Document extract:

Skip to main content
This guide covers building ONNX Runtime GenAI from source on Linux, Windows, and macOS.

Prerequisites

Common Requirements

CMake

Version 3.26 or higher (3.28+ for macOS xcframework support)

Python

Python 3.8 or higher

Git

For cloning the repository

C++ Compiler

GCC 11+, Clang, or MSVC

Platform-Specific Requirements

# Ubuntu/Debian
sudo apt-get update
sudo apt-get install build-essential cmake git python3 python3-pip

# GCC 11 or higher required
gcc --version  # Should be >= 11.0

Optional: Hardware Acceleration

For NVIDIA GPU acceleration:
  • CUDA Toolkit 11.8 or higher
  • cuDNN compatible with your CUDA version
  • Set CUDA_HOME or CUDA_PATH environment variable
export CUDA_HOME=/usr/local/cuda
export PATH=$CUDA_HOME/bin:$PATH
For AMD GPU acceleration:
  • ROCm 5.0 or higher
  • Compatible AMD GPU
For Windows DirectML acceleration:
  • Windows 10/11
  • DirectX 12 capable GPU
  • No additional installation required

Clone the Repository

git clone https://github.com/microsoft/onnxruntime-genai.git
cd onnxruntime-genai

Build Phases

The build system supports three phases:
  1. Update (--update): Run CMake to generate makefiles
  2. Build (--build): Build all projects
  3. Test (--test): Run all unit tests
Default behavior:
  • Native builds: --update --build --test
  • Cross-compiled builds: --update --build (tests skipped)

Dataset excerpt:

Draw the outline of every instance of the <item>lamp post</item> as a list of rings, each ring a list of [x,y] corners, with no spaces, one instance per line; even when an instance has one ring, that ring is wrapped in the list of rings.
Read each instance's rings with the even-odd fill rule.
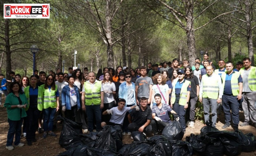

Directives:
(a) From the ONNX Runtime GenAI build guide, reproduce the passage starting at "Clone the Repository" and ending at "--build (tests skipped)".
(b) According to the ONNX Runtime GenAI build guide, which CMake version is needed for macOS xcframework support?
(c) Render this sentence from the ONNX Runtime GenAI build guide in Spanish: "This guide covers building ONNX Runtime GenAI from source on Linux, Windows, and macOS."

Responses for each task:
(a)
Clone the Repository

git clone https://github.com/microsoft/onnxruntime-genai.git
cd onnxruntime-genai

Build Phases

The build system supports three phases:
  1. Update (--update): Run CMake to generate makefiles
  2. Build (--build): Build all projects
  3. Test (--test): Run all unit tests
Default behavior:
  • Native builds: --update --build --test
  • Cross-compiled builds: --update --build (tests skipped)

(b) CMake 3.28 or higher.

(c) Esta guía explica cómo compilar ONNX Runtime GenAI desde el código fuente en Linux, Windows y macOS.